:: STATED EXERCISE ::
Transcribe exactly the lines from the one holding "Each instance of the white door" to the end of the data below, including both of those lines and no others.

:: DATASET CONTENT ::

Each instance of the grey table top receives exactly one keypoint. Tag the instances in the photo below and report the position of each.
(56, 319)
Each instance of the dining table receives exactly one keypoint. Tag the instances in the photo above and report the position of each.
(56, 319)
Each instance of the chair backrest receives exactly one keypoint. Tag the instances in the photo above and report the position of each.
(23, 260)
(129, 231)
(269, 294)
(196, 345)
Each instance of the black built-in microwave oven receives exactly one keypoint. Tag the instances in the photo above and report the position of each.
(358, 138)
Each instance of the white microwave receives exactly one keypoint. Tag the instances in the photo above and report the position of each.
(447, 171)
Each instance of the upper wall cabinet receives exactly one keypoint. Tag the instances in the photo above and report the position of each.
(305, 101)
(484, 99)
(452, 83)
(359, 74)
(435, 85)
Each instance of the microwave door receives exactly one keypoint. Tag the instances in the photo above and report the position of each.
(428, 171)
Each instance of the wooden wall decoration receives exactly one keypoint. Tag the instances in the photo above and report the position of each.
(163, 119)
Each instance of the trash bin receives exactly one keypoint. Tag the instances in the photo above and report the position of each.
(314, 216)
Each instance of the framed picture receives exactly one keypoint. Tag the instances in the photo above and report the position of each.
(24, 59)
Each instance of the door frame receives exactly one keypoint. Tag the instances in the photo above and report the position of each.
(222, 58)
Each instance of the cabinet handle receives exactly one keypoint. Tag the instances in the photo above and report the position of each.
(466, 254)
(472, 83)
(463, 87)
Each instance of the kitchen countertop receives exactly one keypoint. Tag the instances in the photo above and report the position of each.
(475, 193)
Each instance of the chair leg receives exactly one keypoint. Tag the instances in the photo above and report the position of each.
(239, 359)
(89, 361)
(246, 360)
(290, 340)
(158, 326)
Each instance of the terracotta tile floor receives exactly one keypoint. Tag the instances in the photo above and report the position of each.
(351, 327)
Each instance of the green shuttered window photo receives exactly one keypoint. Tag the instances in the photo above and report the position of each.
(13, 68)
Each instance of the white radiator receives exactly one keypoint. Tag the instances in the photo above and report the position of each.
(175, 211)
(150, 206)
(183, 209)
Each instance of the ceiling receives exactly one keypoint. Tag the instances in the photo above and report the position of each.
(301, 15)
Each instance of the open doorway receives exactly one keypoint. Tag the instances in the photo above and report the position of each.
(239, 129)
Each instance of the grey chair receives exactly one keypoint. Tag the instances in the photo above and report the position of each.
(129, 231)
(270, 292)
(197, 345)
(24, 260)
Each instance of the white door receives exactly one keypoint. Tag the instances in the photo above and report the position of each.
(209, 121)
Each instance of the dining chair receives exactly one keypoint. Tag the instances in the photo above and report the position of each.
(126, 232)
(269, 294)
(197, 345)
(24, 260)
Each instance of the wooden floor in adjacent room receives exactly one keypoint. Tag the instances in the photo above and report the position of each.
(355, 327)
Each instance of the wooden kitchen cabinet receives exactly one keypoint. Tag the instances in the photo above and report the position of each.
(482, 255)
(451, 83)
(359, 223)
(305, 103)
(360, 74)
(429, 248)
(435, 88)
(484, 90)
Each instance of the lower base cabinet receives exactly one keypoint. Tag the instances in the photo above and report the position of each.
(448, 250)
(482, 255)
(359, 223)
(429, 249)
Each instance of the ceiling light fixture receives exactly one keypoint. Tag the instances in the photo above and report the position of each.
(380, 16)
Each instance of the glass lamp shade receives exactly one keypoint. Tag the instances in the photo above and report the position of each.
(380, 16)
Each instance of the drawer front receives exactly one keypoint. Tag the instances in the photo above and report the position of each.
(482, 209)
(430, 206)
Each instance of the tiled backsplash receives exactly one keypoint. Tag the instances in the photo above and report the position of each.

:: RESULT ::
Each instance of the white door receives exactly one keypoint. Tag the instances in the photo above and report the position of each.
(209, 121)
Each instance of the dining chair receives exactly one keypoint. Tag the instances in the photo above and report the position of each.
(126, 232)
(269, 294)
(197, 345)
(24, 260)
Each instance of the wooden floor in adjacent room receives exactly one keypoint. Tag the instances in the photo above and report the position of each.
(355, 327)
Each instance of the wooden kitchen cabinet receives exactly one keypoint. Tag the instances in the photo above and report the position of each.
(482, 255)
(451, 83)
(359, 223)
(305, 103)
(360, 74)
(429, 248)
(435, 88)
(484, 90)
Each instance of the lower base cabinet receives exactly one keypoint. Tag the instances in the photo above and report the position of each.
(448, 250)
(482, 255)
(359, 223)
(429, 249)
Each instance of the ceiling light fixture receives exactly one keypoint. Tag the instances in the photo above and report the position of each.
(380, 16)
Each instance of the glass lamp shade receives exactly one keypoint. Tag the instances in the photo above and report the position of each.
(380, 16)
Each instance of the drawer front receives exactly one keypoint. Tag the instances in the photo above and report the position of each.
(482, 209)
(430, 206)
Each instance of the tiled backsplash receives exactly one keypoint. Tag the instances in the photo above and report the position of each.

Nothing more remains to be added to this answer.